Give back the full listing verbatim, apart from its images.
**** RECORDS
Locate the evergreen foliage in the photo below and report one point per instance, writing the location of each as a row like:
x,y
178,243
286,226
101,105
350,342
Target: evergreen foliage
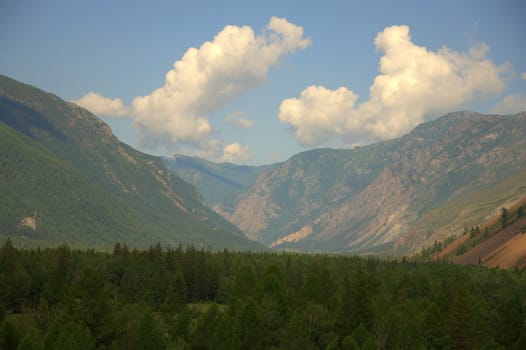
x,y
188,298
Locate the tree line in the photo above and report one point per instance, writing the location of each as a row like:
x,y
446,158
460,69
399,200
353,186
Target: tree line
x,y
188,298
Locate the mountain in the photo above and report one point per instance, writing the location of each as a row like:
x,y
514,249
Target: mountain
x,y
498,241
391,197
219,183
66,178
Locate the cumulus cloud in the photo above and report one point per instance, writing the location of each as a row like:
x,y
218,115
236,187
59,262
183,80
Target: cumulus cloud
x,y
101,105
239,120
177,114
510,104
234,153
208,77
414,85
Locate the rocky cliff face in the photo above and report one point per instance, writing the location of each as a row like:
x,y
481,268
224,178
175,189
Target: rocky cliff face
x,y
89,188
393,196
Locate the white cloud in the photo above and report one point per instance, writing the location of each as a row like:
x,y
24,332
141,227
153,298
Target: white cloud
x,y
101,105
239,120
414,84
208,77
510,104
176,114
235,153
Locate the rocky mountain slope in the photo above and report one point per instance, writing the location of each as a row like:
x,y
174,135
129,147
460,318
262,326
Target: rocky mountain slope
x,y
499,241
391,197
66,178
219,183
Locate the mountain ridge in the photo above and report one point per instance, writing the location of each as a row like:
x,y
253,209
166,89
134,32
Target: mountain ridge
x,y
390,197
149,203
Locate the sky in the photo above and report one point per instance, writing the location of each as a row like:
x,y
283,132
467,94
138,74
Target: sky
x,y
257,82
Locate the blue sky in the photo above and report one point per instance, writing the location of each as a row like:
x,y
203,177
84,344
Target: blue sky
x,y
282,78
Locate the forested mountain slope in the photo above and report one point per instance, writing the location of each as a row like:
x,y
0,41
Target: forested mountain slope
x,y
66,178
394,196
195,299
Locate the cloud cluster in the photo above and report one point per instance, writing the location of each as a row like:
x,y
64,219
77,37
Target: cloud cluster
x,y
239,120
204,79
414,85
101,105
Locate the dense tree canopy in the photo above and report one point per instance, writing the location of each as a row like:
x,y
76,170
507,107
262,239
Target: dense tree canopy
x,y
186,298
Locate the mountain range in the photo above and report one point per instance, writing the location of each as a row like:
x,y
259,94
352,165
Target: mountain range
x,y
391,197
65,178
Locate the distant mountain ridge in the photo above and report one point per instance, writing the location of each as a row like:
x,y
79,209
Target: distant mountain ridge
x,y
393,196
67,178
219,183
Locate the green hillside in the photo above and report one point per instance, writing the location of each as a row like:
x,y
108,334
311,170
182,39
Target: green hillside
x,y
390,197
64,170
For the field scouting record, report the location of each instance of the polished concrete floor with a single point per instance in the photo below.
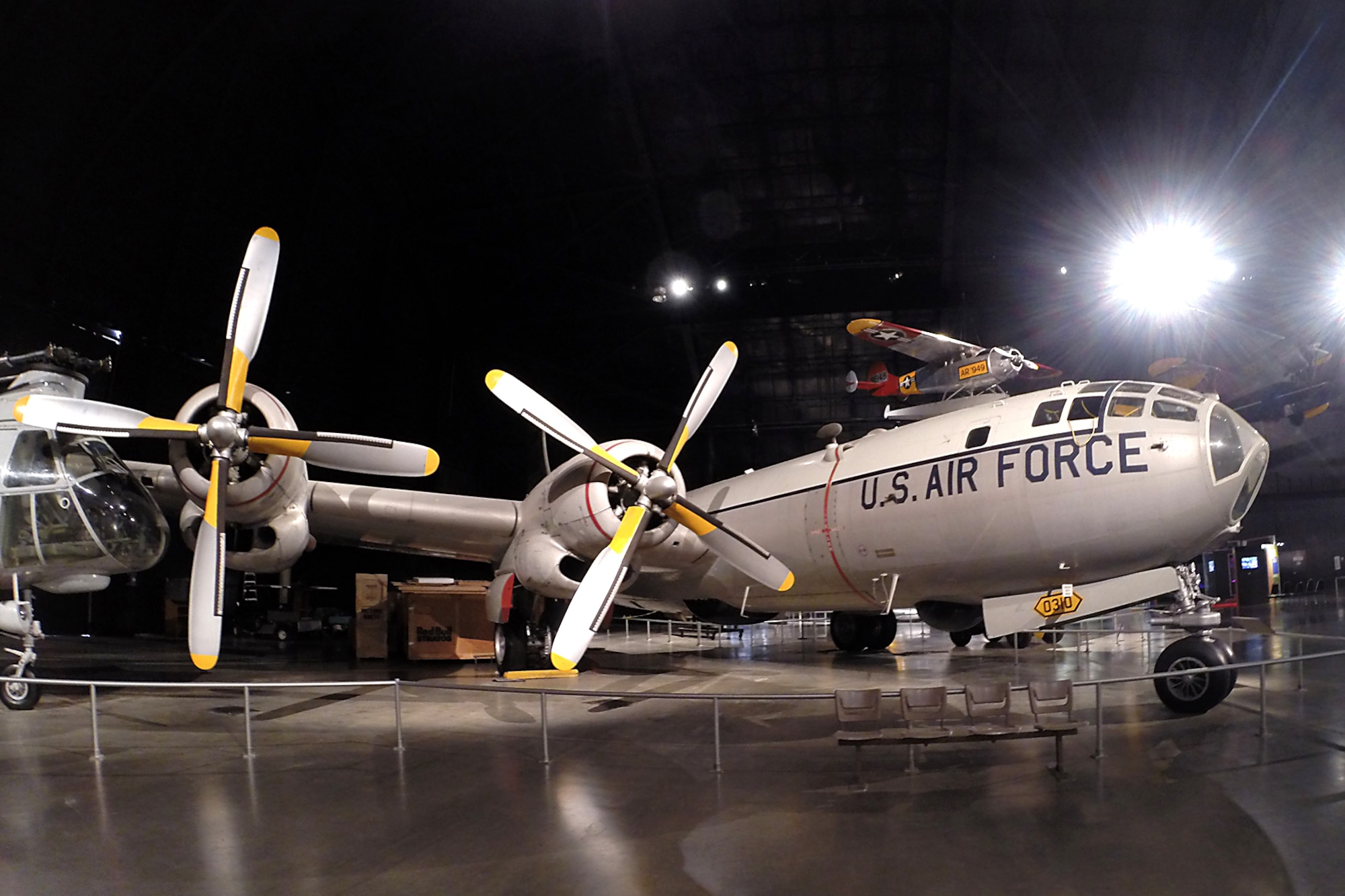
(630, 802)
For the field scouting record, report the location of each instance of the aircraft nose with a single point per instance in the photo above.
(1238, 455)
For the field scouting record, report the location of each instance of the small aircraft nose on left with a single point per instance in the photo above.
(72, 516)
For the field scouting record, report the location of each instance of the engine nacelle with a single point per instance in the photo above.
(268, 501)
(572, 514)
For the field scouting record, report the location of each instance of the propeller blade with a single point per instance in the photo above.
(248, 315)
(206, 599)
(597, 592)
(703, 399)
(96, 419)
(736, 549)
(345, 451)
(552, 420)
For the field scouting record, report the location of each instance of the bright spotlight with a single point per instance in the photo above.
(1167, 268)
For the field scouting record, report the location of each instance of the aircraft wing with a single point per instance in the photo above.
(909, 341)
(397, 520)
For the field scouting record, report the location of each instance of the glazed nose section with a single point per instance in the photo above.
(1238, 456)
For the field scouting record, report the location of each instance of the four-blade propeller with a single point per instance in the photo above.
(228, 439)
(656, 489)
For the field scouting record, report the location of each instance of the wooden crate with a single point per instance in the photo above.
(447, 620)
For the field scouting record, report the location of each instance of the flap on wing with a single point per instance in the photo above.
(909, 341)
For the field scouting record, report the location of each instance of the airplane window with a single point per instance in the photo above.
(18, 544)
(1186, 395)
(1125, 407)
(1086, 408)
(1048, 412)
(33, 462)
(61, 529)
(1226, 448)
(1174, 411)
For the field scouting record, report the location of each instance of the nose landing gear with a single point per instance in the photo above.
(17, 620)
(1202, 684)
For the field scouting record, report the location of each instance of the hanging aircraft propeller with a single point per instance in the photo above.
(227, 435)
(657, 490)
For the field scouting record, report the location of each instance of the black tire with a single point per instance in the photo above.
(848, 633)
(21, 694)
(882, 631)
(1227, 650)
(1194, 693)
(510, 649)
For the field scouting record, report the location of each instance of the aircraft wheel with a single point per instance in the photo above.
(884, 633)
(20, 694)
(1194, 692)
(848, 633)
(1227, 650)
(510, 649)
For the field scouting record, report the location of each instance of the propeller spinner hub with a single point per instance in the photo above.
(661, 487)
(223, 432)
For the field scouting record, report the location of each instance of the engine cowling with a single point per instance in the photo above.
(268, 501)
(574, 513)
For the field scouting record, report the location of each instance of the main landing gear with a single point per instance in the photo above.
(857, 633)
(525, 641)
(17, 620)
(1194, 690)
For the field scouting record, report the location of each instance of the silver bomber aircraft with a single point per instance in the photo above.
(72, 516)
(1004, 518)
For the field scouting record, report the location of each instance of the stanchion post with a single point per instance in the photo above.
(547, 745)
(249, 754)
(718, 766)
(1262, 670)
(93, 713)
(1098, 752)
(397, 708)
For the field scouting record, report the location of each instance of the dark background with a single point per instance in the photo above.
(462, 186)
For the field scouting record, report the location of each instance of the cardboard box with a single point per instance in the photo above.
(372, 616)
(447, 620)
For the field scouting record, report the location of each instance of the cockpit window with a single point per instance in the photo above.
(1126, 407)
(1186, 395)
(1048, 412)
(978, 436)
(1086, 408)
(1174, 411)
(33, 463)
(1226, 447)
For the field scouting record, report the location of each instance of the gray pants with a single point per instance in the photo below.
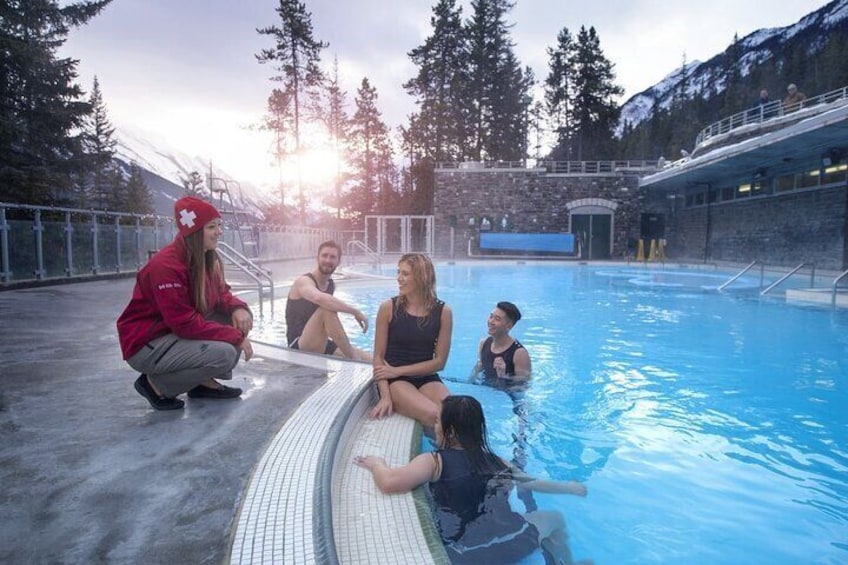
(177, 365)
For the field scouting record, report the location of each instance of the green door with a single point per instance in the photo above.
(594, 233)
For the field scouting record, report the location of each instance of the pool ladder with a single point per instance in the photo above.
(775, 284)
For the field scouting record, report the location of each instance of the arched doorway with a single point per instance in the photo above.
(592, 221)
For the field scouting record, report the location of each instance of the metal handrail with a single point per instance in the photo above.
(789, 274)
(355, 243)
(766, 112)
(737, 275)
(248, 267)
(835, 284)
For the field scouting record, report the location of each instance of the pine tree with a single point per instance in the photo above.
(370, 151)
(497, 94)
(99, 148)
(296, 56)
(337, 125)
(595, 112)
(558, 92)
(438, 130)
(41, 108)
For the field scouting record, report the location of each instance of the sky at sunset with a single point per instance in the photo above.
********
- EXERCISE OUTPUT:
Locate the evergreen foliage in the photo below and report one point per instance, writing the location of each as a row like:
x,y
178,243
286,226
101,105
350,342
Target: evergreen foliage
x,y
188,298
Locate the tree line in the photo above and report one point per instance, writing the location of each as a row like:
x,y
446,158
460,69
399,200
353,186
Target: tree line
x,y
188,298
Locate the mountain in the photo above and report one point per instance, writing the location of each as a row like:
x,y
514,249
Target: mountain
x,y
498,241
391,197
219,183
66,178
Locate the cumulus cloud in the photo above and report one point per instance, writing the location of each as a row like:
x,y
218,115
236,187
59,262
183,80
Target: cumulus cloud
x,y
101,105
239,120
177,114
510,104
234,153
208,77
414,85
Locate the rocky cliff face in the photo above and report one point per instance, writing the location of each as a row like:
x,y
481,268
224,178
175,189
Target: rocky cliff face
x,y
89,188
393,196
Locate the white cloud in the photo above and report one point per instance, writing the location of each as a row like:
x,y
24,332
141,227
153,298
Target: white cloud
x,y
101,105
239,120
414,84
208,77
510,104
176,114
235,153
Locate the rocky mountain slope in the photo above and report one point per instance, writing the location of each as a row like:
x,y
174,135
129,147
460,318
262,326
Target: rocky mountain slope
x,y
499,241
391,197
66,178
219,183
Locate the mountain ridge in the photo above and report one point per instance, writing the location of each as a row like:
x,y
253,209
166,89
134,32
Target: mountain ridge
x,y
390,197
149,203
Locate the sky in the photo above and report one point per instance, writing the location of each as a row like:
x,y
283,132
467,94
138,74
Target: sky
x,y
257,82
Locate the blue sky in the photo above and report one point per instance, writing the location of each as a row like:
x,y
203,177
84,344
Target: blue sky
x,y
282,78
Locate the forested mountain slope in the photo above and report one point per instance, writing the location of each as a row like:
x,y
0,41
Target: forested mountain slope
x,y
66,178
394,196
195,299
Locate the cloud cluster in the photo above and report one point per instance, writing the location of each as a row like:
x,y
64,219
77,37
Target: cloud cluster
x,y
239,120
204,79
414,85
101,105
Locate the dense tree canopy in the photo above and report one point per instance, writing the location of each as a row like:
x,y
76,170
507,107
262,239
Target: dense tree canopy
x,y
186,298
Locate the mountain range in the photo above and report one point per instance, writing the location of each as a row like:
x,y
259,94
352,165
Target: mountain range
x,y
391,197
65,178
Locate the distant mountain ridge in the photo above and report one point per instance, writing the location of each as a row like:
x,y
79,209
Target: distant mountain ridge
x,y
393,196
67,178
219,183
Locate the green hillside in the photo above and report one point per instance, writing the location of each as a row like:
x,y
108,334
311,170
182,39
Target: green hillside
x,y
390,197
64,170
For the field scouting record, report the location of each instance of the polished concrete floor with a single point per instance in the photo below.
(630, 802)
For the field scouting record, report the location of each instance of the aircraft nose with a single point per instance in the photo above.
(1238, 455)
For the field scouting record, report the location of each instance of the small aircraft nose on left with a single point per instance in the photo above.
(72, 516)
For the field scouting record, report the location of each instance of the engine nacelle with a single point per instance in the photo above.
(268, 501)
(572, 514)
For the field scouting record, report the location of each instance of the propeller blade with a single point per instance in the photo above.
(248, 315)
(206, 599)
(597, 592)
(703, 399)
(96, 419)
(736, 549)
(345, 451)
(552, 420)
For the field scouting record, report the location of each instance of the bright spotlight with a single point per instance in the photo above.
(1167, 268)
For the field scouting record, report the location of each instance of the aircraft wing with a single point per instance in the photo above.
(909, 341)
(397, 520)
For the field scouting record, report the location of each instance of the glazed nose section with a single point per instance in the photo above.
(1238, 456)
For the field scouting record, report the location of each instance of the four-blade propeller with a single point per instance in the photo above.
(228, 439)
(656, 489)
For the field scouting record, report the location of each instance of the wooden crate with a single point per instance in the photo above.
(447, 620)
For the field scouting record, report the location of each instance of the flap on wing with a single point per instance in the photo above.
(909, 341)
For the field scouting record, report the location of each instance of the airplane window with a single point per instance in the photo above.
(18, 544)
(1186, 395)
(1125, 407)
(1086, 408)
(1048, 412)
(33, 462)
(61, 529)
(1226, 448)
(1174, 411)
For the field scouting record, report the location of each instance of the nose landing gear with a single point per instance in the photo above.
(17, 620)
(1202, 684)
For the field scouting record, report the location of each instance of the hanging aircraft propeller with a single point per instance in the photo above.
(227, 435)
(657, 490)
For the field scouting record, report the location of each instance of the black tire with a single point per instance in the photo above.
(848, 633)
(21, 694)
(882, 631)
(1227, 650)
(1194, 693)
(510, 649)
For the field scouting record, report the location of each instance of the aircraft wheel with a single point per instance in the photo above.
(884, 633)
(20, 694)
(1194, 692)
(848, 633)
(1227, 650)
(510, 649)
For the field scouting record, report the location of each instance of the propeller spinner hub with a single point per instance in the photo above.
(661, 487)
(223, 432)
For the field scouting record, report the location of each instance of the engine cowling with a single point per instance in the photo above.
(268, 501)
(574, 513)
For the field scouting record, report the location of each instance of the main landing gear with a single point per instance in the photo above.
(857, 633)
(525, 641)
(17, 620)
(1194, 690)
For the field scouting record, report the location of each instance of the silver bomber aircraft with a single point per instance in the photo above.
(72, 516)
(1004, 518)
For the field scouting record, report the location of each instance of the stanchion post with a single point per instance in the photo above.
(547, 745)
(249, 754)
(718, 766)
(1262, 670)
(93, 713)
(1098, 752)
(397, 708)
For the field scouting record, report the location of each instance of the dark background with a single point per instance in the photo above.
(462, 186)
For the field scouting record, report the location of each instance of the cardboard box with a single point per instance in the photo above.
(372, 616)
(447, 620)
For the field scouting record, report the location of each instance of the cockpit window with a single point per instance in the photo above.
(1126, 407)
(1186, 395)
(1048, 412)
(978, 436)
(1086, 408)
(1174, 411)
(33, 463)
(1226, 447)
For the field scouting record, report the location of each instance of the gray pants with a single point per instance in the photo below.
(177, 365)
For the field scouting record, report the location of each instance of the green door with a single point per instance in the photo above.
(594, 233)
For the field scouting record, report the location of each instance of the pool ladder with a single point per instance in the photo above.
(775, 284)
For the field scouting record, report the location of each instance of the arched doorway with a single point per instance in the photo above.
(592, 221)
For the field scouting record, report the location of each instance of the metal handrail with a single point per instance in the photo above.
(789, 274)
(355, 243)
(766, 112)
(737, 275)
(248, 267)
(835, 284)
For the field scouting record, report the location of each instance of the pine tree with a single point per instance in the photo above.
(370, 151)
(497, 94)
(99, 148)
(296, 56)
(337, 125)
(595, 112)
(558, 92)
(438, 130)
(41, 108)
For the field scouting record, report the location of each instance of the sky at sunset with a single point per instance in the photo above.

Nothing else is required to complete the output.